> **Set of tasks**:
A: In the email reply about a simple linear regression, why does the writer warn about the for-loops in "model7.5"? Answer in one to three sentences.
B: Go on with the email reply about a simple linear regression, starting after its last sentence.

> **Page extract**:
Best regards  --- Marc



From: nimble...@googlegroups.com <nimble...@googlegroups.com> on behalf of Luca <pgl...@gmail.com>
Sent: Friday, October 1, 2021 10:41
To: Marc Kery <marc...@vogelwarte.ch>
Cc: nimble...@googlegroups.com <nimble...@googlegroups.com>
Subject: Re: problem with simple linear regression
 
Hi Marc,

Not sure I can help, but a couple observations on your code:

– In "model7.5" some of the for-loops go from 1:16 instead of 1:n. I see that n<-16 at the beginning, but be careful in case you change it.

– Personally I'm never sure whether the third argument of dnorm() is tau or sd or var. *If* it is sd, then the original alpha of your dataset (a=40) has basically zero probability according to your prior.

– The priors for alpha and beta have a standard deviation of 0.001, but the init values you generate and from normals with SD=1. I wonder whether this may lead to roundoff errors and effectively zero probability depending on the init draws.

> **Data excerpt**:
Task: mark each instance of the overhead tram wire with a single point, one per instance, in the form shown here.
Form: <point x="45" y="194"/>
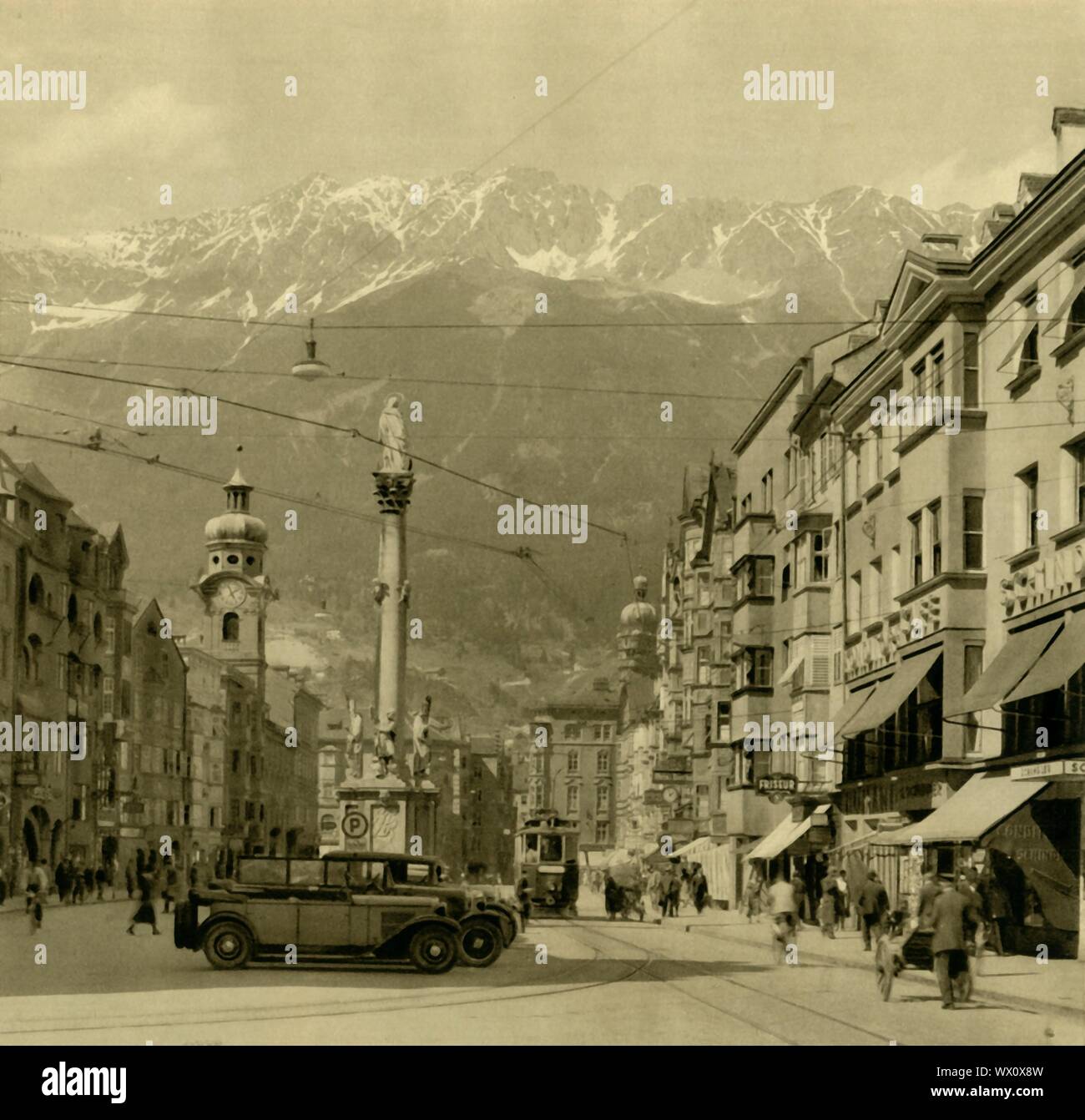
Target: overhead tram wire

> **Responses for each task**:
A: Some of the loops run from 1:16 instead of 1:n. That works now only because n<-16 is set at the beginning. If n is changed, those loops would no longer match it.

B:
Cheers,
Luca

On 2021-10-01 10:19, Marc Kery wrote:
> Dear all,
>
> I have been translating my little blue bugs book from WinBUGS to JAGS and Nimble and last night discovered that the simple linear regression example, which had worked fine the last time I tried it a couple of months ago, no longer does. Now, all Nimble produces is a bunch of NaNs. Any ideas why this might be so ? Code example attached (and, btw, the problems persist also when the Bayesian p-value stuff is dropped).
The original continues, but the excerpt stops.